BRIEF:
Restate the whole listing word for word. Pictures are left out.

----------

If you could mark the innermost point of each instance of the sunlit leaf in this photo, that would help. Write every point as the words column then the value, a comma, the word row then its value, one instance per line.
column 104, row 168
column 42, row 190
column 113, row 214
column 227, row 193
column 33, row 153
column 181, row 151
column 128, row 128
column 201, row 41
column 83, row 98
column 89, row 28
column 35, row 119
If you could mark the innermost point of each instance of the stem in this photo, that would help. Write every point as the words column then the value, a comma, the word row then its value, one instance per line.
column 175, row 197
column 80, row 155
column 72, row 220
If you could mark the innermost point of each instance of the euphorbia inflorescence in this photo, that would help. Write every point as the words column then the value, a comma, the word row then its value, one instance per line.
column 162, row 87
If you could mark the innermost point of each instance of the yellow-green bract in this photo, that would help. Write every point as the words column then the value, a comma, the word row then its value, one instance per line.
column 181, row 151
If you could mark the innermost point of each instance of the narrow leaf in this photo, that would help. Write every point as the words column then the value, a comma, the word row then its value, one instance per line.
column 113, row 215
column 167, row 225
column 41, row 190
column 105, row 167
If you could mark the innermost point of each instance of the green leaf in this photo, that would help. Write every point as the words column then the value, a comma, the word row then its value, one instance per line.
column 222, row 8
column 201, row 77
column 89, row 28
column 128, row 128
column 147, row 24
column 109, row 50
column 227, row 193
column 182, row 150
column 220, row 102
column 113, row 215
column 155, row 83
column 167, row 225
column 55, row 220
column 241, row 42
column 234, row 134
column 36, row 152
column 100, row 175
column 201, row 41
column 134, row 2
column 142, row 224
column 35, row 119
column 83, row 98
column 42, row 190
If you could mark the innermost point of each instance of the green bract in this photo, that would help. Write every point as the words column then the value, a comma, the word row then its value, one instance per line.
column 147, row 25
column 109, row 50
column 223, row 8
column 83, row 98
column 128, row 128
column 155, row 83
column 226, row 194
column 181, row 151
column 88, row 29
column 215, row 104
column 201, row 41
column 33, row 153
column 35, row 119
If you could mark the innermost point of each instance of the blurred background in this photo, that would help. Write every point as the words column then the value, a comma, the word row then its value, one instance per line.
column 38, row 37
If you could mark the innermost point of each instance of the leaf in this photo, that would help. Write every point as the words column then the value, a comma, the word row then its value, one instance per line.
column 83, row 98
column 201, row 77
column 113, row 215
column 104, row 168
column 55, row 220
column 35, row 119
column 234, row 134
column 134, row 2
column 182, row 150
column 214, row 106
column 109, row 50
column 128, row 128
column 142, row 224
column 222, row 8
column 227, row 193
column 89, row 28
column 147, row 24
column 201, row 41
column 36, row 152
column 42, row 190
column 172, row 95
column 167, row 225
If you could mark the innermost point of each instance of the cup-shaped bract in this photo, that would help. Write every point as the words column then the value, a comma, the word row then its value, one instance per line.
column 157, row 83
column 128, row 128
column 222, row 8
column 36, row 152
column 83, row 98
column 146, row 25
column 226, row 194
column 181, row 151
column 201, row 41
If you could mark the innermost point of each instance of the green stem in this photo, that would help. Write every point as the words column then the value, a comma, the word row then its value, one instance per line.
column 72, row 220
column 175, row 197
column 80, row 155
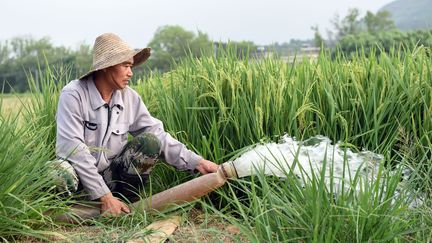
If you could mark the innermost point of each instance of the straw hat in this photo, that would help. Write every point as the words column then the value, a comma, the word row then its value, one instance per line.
column 110, row 50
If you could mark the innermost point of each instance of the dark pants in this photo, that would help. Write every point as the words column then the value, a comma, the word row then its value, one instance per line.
column 125, row 176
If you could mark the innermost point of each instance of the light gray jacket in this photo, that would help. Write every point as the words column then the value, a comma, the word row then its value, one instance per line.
column 89, row 142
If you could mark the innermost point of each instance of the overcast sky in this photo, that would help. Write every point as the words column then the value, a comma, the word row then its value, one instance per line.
column 72, row 22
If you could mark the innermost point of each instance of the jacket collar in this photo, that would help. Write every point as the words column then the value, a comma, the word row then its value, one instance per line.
column 96, row 100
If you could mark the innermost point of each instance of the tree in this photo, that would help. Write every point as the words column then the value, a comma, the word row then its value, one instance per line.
column 171, row 44
column 349, row 25
column 318, row 39
column 379, row 22
column 22, row 56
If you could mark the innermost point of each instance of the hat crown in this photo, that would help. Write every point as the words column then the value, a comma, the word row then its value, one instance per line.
column 110, row 50
column 106, row 48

----------

EXERCISE OUTPUT:
If you could mark the innermost point of each instance of the sunlit leaf in this photo, that would help. Write every point as the words column then the value, a comma, the word row then its value, one instance per line.
column 104, row 168
column 42, row 190
column 113, row 214
column 227, row 193
column 33, row 153
column 181, row 151
column 128, row 128
column 201, row 41
column 83, row 98
column 89, row 28
column 35, row 119
If you could mark the innermost point of each instance of the stem in this photo, that would help. Write every point as the words column then the value, a comma, the word row then its value, one instance per line.
column 175, row 197
column 80, row 155
column 72, row 220
If you could mark the innermost point of each instance of the euphorbia inflorescence in this photo, that would help. Write every point as the words column then the value, a comma, the word row then its value, one instance per line.
column 162, row 87
If you could mark the innermost point of each instance of the yellow-green bract in this photo, that would help. Write every point as the words column then the value, a comma, the word row then its value, one instance per line.
column 181, row 151
If you could mark the innermost point of each instance of the narrow leaf in this photo, that would help. Write every point as the words column then the value, a comma, the word row then its value, one instance per line.
column 113, row 215
column 167, row 225
column 41, row 190
column 105, row 167
If you could mark the innermost point of each instance of the green leaf in this photo, that would help. Write every point as the words column then the value, a comma, the word row then its value, one instance per line.
column 222, row 8
column 201, row 77
column 89, row 28
column 128, row 128
column 147, row 24
column 109, row 50
column 227, row 193
column 182, row 150
column 220, row 102
column 113, row 215
column 155, row 83
column 167, row 225
column 55, row 220
column 241, row 42
column 234, row 134
column 36, row 152
column 100, row 175
column 201, row 41
column 134, row 2
column 142, row 224
column 35, row 119
column 83, row 98
column 42, row 190
If you could mark the innermost point of each instance of the green bract in this photo, that would help. Write every point as the words column then the value, a comma, the word row then its value, one instance per line.
column 147, row 25
column 109, row 50
column 223, row 8
column 83, row 98
column 128, row 128
column 155, row 83
column 226, row 194
column 181, row 151
column 88, row 29
column 215, row 104
column 201, row 41
column 33, row 153
column 35, row 119
If you could mark the innermost point of each instance of the blurred background in this photo, that would help. Write every point as the words column then the value, a comma, the word row then its value, one instance per line.
column 38, row 37
If you could mark the innermost point of each instance of the leaf in this photo, that would help. Write every point as the words column then the value, a comma, the word row then its value, one instance per line.
column 83, row 98
column 201, row 77
column 113, row 215
column 104, row 168
column 55, row 220
column 35, row 119
column 234, row 134
column 134, row 2
column 182, row 150
column 214, row 106
column 109, row 50
column 128, row 128
column 142, row 224
column 222, row 8
column 227, row 193
column 89, row 28
column 147, row 24
column 201, row 41
column 36, row 152
column 42, row 190
column 172, row 95
column 167, row 225
If you could mark the innermost point of each instance of the cup-shaped bract in this photo, that would help. Write every point as the words column then the value, a comma, the word row then its value, one instance per line.
column 157, row 83
column 128, row 128
column 222, row 8
column 36, row 152
column 83, row 98
column 146, row 25
column 226, row 194
column 181, row 151
column 201, row 41
If you could mark the innermost point of each instance of the green stem in this photo, that would help. Write every point as the words column then the value, a comma, the word row then its value, one instance per line.
column 72, row 220
column 175, row 197
column 80, row 155
If you could mark the innermost point of each instance of the straw hat in this photo, that would help. Write every point as the words column then the value, a comma, the word row then its value, one instance per line.
column 110, row 50
If you could mark the innermost point of each instance of the dark pants in this photo, that would help. Write every point as the words column then the value, a comma, the word row then its value, one instance per line.
column 125, row 176
If you could mark the innermost point of each instance of the light gray jacket in this photo, that would help. Write every point as the words column then the value, a comma, the word row then its value, one instance per line.
column 89, row 142
If you could mark the innermost point of each instance of the overcast sky in this photo, that would help. Write every point as the words column then the value, a comma, the word row then its value, one instance per line.
column 72, row 22
If you could mark the innermost point of each instance of the jacket collar in this photo, that would help. Write every point as the words column then the value, a comma, the word row then its value, one instance per line.
column 96, row 100
If you could mark the innermost point of each instance of the tree in this photo, that would help. Write every point as the words column then the value, a comma, the word row then its value, one instance per line.
column 171, row 44
column 349, row 25
column 318, row 39
column 379, row 22
column 22, row 56
If you could mark the innermost point of each instance of the hat crown in this photo, that would help. Write every point as the words column then the value, a comma, the word row then its value, one instance per line.
column 110, row 50
column 106, row 48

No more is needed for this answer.